= Problem to solve =
Please give the listing again starting with the line with "Expected content: tree" and going on through the line with "166 15 292 391", renaming "bounding box" to "bounding rectangle" and leaving all else unchanged. Return only those lines.

Excerpts from a detection dataset
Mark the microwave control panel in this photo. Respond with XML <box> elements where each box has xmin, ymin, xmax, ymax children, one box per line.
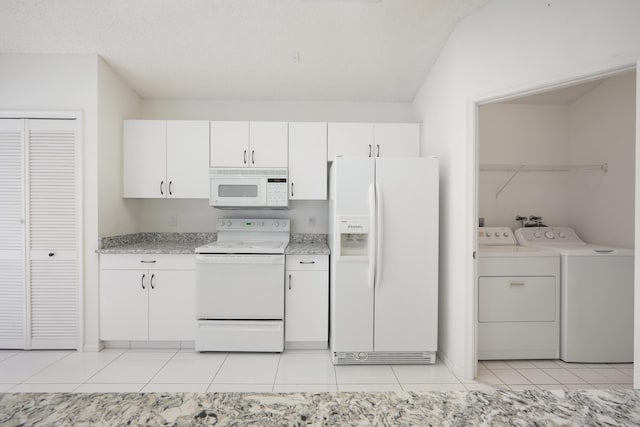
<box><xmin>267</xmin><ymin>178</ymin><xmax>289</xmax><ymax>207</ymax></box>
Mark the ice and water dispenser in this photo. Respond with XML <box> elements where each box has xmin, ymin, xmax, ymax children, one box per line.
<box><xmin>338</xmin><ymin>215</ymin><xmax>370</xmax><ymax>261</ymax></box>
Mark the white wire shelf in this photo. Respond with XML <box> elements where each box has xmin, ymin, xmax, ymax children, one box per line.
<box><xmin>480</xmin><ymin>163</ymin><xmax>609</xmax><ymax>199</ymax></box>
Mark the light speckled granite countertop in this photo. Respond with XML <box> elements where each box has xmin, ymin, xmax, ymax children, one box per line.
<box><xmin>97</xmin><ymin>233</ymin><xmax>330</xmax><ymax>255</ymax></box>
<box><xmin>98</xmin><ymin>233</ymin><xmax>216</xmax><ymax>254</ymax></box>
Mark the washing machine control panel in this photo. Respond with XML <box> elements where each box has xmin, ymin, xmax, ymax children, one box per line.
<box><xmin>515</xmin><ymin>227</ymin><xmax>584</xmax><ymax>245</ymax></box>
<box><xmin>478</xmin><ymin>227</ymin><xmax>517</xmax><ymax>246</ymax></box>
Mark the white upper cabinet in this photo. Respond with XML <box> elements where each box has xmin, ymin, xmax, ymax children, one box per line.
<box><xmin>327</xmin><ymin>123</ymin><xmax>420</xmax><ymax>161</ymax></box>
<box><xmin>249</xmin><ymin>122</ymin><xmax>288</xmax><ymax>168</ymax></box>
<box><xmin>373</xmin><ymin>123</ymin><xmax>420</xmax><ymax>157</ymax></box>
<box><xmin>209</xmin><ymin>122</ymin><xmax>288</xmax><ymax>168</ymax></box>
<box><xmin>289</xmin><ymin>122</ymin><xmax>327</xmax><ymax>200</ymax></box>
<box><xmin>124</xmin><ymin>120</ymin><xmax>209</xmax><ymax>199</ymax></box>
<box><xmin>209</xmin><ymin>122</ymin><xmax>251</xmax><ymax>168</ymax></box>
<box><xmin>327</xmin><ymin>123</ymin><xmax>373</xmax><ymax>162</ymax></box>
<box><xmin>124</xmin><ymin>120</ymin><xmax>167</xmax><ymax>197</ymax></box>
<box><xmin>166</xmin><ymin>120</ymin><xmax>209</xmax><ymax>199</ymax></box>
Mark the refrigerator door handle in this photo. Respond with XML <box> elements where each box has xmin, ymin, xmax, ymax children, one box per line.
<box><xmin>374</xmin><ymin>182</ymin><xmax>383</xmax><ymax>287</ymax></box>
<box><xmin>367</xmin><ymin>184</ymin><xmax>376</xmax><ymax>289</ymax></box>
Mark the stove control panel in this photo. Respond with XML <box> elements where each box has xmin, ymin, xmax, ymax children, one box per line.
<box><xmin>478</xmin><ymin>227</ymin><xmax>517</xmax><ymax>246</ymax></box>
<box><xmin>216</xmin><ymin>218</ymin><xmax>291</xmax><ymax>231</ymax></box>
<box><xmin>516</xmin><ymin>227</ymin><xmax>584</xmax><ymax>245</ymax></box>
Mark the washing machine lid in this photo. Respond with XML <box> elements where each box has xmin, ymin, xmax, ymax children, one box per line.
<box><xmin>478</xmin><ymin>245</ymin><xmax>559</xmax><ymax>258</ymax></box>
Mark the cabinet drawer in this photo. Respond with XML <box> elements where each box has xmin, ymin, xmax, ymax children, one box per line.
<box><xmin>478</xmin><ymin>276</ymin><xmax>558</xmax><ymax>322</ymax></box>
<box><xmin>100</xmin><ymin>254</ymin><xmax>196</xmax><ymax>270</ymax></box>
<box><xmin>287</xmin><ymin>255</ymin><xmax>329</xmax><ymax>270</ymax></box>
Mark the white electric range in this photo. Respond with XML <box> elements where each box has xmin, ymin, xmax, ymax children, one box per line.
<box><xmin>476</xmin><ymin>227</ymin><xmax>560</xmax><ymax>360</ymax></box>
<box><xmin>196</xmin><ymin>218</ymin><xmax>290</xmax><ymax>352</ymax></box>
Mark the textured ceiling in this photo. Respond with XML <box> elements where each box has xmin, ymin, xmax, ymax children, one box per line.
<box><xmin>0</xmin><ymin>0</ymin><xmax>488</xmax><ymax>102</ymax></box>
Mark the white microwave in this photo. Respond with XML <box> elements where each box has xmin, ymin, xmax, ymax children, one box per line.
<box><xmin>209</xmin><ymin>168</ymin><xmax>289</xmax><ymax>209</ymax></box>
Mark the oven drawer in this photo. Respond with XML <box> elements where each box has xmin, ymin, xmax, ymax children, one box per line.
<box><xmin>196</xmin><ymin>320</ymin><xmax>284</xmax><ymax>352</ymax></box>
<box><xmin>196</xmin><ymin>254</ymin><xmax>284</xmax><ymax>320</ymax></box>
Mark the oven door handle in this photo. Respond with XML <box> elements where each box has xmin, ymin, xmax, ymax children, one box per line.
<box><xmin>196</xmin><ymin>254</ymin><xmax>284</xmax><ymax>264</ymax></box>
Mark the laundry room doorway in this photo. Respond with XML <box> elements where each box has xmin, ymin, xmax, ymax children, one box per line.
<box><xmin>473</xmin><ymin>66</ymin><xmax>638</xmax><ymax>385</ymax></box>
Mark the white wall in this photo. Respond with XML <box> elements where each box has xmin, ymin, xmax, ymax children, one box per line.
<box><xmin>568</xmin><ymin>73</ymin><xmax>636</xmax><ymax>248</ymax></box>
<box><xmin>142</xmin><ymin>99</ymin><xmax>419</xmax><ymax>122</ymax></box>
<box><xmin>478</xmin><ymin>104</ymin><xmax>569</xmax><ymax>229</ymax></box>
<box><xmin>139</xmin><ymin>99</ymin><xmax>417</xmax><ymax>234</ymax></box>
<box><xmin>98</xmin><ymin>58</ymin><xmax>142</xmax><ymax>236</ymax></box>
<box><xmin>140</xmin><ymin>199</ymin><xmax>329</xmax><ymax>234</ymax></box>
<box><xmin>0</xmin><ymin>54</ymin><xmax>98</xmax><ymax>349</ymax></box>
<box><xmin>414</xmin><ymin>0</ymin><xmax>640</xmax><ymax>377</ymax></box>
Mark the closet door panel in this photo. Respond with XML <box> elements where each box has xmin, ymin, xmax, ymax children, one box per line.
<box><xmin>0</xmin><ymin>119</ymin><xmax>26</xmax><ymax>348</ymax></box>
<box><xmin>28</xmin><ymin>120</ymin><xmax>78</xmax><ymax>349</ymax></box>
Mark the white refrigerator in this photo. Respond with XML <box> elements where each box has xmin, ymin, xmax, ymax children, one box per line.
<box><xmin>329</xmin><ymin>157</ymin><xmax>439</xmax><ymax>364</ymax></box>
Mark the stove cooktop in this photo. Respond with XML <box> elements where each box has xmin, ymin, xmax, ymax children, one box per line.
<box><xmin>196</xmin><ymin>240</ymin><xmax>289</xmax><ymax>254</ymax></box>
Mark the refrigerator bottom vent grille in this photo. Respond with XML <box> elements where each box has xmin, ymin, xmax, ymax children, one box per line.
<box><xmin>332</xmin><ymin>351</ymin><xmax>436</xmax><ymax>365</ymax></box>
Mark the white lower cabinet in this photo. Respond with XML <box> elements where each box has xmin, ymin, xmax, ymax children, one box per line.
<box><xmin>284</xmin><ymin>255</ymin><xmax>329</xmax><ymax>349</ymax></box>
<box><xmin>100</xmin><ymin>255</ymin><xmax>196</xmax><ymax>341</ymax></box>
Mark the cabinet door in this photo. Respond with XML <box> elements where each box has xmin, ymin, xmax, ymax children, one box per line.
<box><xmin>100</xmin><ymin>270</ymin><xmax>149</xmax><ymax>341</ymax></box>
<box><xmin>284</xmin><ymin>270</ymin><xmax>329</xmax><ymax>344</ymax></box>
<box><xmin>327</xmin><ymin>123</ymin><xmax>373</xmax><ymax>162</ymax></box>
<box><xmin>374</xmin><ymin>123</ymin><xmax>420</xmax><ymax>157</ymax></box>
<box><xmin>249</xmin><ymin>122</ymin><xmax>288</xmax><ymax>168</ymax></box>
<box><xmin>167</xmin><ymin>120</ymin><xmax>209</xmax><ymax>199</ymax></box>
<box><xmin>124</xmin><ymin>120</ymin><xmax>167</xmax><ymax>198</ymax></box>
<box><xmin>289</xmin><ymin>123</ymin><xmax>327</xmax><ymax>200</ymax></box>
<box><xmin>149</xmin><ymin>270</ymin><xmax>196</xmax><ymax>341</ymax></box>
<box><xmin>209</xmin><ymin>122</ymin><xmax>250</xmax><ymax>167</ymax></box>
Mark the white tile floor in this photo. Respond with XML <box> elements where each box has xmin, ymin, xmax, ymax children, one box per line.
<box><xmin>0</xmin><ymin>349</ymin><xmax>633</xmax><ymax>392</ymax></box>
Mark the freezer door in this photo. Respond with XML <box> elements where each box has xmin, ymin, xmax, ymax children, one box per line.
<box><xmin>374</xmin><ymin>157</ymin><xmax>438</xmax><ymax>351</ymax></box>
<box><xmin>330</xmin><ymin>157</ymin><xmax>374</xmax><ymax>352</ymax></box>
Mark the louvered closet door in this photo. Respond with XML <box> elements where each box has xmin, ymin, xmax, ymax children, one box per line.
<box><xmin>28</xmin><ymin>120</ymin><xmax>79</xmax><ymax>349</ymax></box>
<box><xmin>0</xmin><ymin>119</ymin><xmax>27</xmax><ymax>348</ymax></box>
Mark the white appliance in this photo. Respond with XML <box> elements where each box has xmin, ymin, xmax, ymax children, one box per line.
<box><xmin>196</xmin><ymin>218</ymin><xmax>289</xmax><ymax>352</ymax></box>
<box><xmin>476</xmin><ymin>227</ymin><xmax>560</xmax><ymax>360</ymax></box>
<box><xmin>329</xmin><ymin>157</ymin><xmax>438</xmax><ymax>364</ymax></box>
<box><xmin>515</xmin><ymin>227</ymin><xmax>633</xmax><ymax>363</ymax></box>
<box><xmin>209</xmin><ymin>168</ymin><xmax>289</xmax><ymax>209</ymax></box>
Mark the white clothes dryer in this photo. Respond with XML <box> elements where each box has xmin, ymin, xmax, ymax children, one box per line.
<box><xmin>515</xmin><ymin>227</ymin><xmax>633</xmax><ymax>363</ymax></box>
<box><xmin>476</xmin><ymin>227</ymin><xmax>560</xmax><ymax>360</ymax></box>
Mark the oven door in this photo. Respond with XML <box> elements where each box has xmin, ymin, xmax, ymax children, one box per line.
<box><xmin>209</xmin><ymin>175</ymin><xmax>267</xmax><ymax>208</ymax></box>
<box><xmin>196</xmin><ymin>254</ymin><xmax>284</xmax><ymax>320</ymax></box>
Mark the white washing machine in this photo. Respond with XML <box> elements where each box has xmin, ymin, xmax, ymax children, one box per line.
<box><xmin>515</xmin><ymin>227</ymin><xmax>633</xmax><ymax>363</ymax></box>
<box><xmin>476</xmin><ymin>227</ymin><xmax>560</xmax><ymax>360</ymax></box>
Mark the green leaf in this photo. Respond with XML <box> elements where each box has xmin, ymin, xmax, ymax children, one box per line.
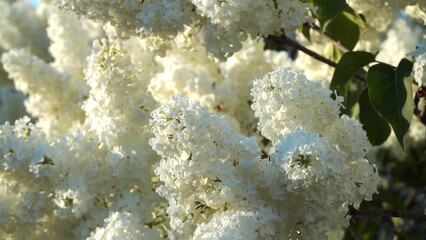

* * *

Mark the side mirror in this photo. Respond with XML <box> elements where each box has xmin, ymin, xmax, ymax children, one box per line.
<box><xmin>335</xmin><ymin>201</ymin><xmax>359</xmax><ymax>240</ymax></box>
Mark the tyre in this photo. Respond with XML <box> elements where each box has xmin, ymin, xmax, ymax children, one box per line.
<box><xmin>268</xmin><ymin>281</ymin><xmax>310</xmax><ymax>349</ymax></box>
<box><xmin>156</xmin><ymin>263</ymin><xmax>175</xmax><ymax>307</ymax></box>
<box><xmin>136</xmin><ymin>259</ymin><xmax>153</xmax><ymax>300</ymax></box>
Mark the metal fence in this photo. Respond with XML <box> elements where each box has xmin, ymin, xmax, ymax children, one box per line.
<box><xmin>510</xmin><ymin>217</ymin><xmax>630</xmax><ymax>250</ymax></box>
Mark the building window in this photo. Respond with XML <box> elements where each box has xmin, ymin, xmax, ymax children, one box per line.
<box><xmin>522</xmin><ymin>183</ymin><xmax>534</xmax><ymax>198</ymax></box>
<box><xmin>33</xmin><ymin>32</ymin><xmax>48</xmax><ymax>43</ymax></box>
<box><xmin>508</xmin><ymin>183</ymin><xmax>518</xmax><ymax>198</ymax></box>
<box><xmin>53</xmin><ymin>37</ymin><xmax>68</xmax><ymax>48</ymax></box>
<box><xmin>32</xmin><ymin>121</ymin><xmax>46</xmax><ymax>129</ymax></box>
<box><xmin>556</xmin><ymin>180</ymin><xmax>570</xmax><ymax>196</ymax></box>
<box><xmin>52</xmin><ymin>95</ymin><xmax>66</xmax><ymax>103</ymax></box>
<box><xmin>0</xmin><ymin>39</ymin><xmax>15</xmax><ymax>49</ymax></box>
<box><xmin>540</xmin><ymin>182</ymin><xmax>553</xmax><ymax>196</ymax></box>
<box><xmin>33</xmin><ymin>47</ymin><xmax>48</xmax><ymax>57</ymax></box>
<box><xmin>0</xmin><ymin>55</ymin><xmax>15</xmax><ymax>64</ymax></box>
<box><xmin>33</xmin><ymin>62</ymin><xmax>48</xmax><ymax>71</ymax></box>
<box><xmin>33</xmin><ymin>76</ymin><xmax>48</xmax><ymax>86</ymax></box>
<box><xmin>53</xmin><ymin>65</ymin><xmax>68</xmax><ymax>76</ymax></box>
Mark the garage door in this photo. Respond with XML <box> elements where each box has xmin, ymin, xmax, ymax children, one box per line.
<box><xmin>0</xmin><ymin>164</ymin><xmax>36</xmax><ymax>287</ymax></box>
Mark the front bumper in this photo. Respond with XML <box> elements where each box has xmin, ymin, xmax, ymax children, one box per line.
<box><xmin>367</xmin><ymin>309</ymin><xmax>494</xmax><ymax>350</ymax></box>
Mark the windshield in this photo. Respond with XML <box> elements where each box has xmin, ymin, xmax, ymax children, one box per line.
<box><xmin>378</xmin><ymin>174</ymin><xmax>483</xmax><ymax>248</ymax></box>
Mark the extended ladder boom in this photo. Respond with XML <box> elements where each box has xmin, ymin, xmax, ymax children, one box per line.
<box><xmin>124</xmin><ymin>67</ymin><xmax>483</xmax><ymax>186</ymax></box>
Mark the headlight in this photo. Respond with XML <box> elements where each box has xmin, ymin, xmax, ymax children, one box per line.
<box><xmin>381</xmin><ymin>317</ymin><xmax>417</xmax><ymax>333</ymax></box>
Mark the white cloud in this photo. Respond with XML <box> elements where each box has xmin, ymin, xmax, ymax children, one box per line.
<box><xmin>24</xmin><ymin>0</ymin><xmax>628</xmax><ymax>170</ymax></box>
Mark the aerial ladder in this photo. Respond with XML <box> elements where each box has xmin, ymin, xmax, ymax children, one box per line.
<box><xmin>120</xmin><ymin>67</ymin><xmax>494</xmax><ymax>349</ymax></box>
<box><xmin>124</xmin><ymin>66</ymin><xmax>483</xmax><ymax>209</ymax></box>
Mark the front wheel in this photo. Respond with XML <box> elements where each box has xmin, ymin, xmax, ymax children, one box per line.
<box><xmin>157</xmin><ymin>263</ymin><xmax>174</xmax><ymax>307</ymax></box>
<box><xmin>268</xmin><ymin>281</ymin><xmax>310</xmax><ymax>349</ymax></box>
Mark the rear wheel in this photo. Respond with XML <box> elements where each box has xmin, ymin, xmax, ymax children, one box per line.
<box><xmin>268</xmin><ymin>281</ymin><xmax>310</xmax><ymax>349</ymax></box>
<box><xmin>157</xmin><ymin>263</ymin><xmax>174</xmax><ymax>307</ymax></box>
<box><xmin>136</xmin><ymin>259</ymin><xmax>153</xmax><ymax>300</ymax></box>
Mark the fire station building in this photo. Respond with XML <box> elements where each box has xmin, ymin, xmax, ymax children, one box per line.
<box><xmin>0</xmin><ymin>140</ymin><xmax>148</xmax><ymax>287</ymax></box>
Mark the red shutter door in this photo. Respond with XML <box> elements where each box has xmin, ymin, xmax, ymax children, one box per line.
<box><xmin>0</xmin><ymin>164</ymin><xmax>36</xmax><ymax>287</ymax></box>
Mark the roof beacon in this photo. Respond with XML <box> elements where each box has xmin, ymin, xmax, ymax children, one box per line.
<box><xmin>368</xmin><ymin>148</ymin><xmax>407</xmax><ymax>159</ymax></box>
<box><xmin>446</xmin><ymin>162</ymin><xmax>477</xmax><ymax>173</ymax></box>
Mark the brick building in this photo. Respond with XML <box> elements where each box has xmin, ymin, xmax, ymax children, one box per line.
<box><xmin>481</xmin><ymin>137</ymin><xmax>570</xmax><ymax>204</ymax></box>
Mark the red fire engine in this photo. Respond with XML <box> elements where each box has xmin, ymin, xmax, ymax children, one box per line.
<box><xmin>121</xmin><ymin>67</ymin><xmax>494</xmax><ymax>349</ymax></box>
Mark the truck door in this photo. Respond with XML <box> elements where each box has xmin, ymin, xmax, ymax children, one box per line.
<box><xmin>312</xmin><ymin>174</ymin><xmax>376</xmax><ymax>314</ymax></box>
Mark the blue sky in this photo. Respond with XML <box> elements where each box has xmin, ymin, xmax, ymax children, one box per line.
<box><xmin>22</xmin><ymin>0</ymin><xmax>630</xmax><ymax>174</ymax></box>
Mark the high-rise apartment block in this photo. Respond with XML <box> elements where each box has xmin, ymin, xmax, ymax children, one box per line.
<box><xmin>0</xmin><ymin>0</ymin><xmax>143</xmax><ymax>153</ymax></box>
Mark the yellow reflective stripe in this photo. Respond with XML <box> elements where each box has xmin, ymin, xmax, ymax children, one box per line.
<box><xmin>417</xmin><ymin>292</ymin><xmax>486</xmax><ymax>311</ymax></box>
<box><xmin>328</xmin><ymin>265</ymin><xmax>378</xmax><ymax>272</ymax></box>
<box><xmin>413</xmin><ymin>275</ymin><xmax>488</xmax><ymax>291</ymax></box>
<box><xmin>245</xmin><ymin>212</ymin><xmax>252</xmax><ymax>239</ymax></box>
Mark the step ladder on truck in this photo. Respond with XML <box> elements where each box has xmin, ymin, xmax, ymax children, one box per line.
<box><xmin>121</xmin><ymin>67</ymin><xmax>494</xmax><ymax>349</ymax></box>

---

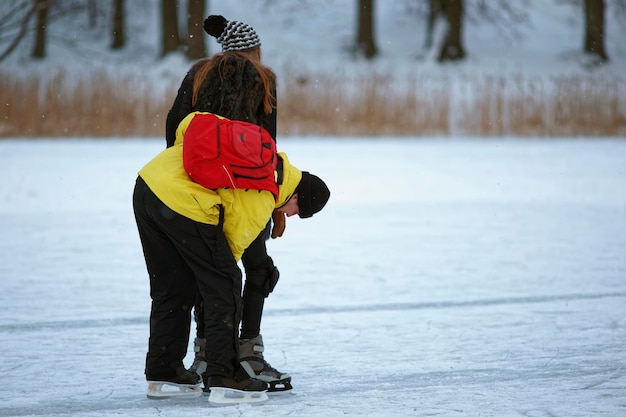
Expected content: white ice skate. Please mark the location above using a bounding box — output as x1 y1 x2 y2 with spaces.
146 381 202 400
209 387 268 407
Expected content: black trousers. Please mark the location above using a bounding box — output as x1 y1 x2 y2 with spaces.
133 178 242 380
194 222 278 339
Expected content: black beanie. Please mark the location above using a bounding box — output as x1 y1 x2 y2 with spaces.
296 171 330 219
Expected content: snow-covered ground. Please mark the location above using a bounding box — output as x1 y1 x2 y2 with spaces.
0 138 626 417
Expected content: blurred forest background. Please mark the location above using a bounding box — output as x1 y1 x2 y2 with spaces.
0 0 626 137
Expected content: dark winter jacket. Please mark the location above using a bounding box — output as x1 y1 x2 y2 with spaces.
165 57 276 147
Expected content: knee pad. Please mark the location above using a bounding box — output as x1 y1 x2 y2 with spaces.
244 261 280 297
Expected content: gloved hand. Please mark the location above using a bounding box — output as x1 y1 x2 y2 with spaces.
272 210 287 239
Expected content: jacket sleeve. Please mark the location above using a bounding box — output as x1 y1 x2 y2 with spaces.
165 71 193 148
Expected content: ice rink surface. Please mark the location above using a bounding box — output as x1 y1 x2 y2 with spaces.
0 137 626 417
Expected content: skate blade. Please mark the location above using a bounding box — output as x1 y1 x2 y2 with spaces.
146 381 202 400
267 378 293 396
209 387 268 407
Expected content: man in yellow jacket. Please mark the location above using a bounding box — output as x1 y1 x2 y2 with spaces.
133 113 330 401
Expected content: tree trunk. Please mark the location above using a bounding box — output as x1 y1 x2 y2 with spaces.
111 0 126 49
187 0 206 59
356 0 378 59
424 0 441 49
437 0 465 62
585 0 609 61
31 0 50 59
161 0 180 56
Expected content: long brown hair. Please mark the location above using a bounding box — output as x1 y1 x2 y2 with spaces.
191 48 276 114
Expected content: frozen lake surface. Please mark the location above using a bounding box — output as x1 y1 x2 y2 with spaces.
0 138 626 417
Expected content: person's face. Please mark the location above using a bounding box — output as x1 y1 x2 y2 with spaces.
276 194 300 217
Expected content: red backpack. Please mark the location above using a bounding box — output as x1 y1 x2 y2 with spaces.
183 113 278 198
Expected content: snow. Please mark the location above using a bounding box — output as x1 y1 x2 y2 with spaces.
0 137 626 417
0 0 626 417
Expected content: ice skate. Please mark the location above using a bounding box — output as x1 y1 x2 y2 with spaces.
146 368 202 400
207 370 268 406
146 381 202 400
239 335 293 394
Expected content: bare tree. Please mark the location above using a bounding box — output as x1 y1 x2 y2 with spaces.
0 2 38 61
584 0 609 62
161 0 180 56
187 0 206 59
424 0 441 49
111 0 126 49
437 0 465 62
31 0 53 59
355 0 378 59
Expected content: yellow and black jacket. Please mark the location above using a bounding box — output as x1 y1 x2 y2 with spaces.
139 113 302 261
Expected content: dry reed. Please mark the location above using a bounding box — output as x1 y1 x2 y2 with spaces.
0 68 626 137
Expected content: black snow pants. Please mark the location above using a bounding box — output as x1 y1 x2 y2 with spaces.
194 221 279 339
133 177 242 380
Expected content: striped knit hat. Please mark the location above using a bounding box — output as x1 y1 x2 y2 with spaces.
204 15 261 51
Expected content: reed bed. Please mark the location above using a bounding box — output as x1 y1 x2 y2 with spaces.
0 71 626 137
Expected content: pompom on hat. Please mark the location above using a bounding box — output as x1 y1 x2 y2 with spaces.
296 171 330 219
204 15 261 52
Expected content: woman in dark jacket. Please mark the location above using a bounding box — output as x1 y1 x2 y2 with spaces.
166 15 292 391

= In response =
Expected content: tree trunk. Please mark the location above using a bounding rectangle — output as x1 y1 x2 y2 with spaces.
111 0 126 49
187 0 206 59
356 0 378 59
424 0 441 49
437 0 465 62
585 0 609 61
31 0 50 59
161 0 180 56
Expected content: long brown hair. Please mark the location above using a bounding rectangle — output as x1 y1 x2 y2 with spaces.
191 48 276 114
Expected content: frozen lake surface. Please mark the location above using a bounding rectangle — output as x1 y1 x2 y2 with spaces.
0 138 626 417
Expected content: person's face. Please mark the location above using a bounding rectangle — output as x1 y1 x2 y2 with spaces.
276 194 300 217
Expected content: red backpack. Please mark the location above using a bounding rectangle — output as x1 y1 x2 y2 with spaces.
183 113 278 198
Expected content: snow. Please mark the location above using a bounding rectangle — output as x1 y1 x2 y2 with spaces.
0 137 626 417
0 0 626 417
Expected content: ice skate. Please mark the location above using a bounding rectangle — output as x1 y1 x2 y2 with spaces.
146 368 202 400
207 370 268 406
146 381 202 400
239 335 293 394
Expected content: bare tree. Please mark the location above using a bounding rectangle — output as x1 y1 x2 y2 with spaces.
0 2 38 61
584 0 609 62
161 0 180 56
187 0 206 59
424 0 441 49
111 0 126 49
437 0 465 62
31 0 53 59
355 0 378 59
Expected content: yellow and black jacket. Please mark the location above using a bounding rectangle — output as x1 y1 x2 y2 with spaces.
139 113 302 261
Expected content: dry reed. Please mark the location above using a bounding rectangle — output as x1 y1 x2 y2 with spaces.
0 68 626 137
Expected content: black snow pants. Please mark the location above using a bounding rectangle — output as x1 y1 x2 y2 with spaces.
194 221 279 339
133 177 242 380
Expected content: striped knit hat. Please mark the location above using a bounding rectangle — output as x1 y1 x2 y2 with spaces.
204 15 261 51
Expected content: reed bed. Please mark the location above using a bounding rectangle — output as x1 y1 x2 y2 with spaces.
0 71 626 137
Expected content: pompom on hat. Please mark the location above using a bounding rectangle — output as x1 y1 x2 y2 with spaces.
296 171 330 219
204 15 261 52
Expected content: woman in dark jacket. Please mark the location above using a bounding rectangle — output as x1 y1 x2 y2 with spaces.
166 15 292 391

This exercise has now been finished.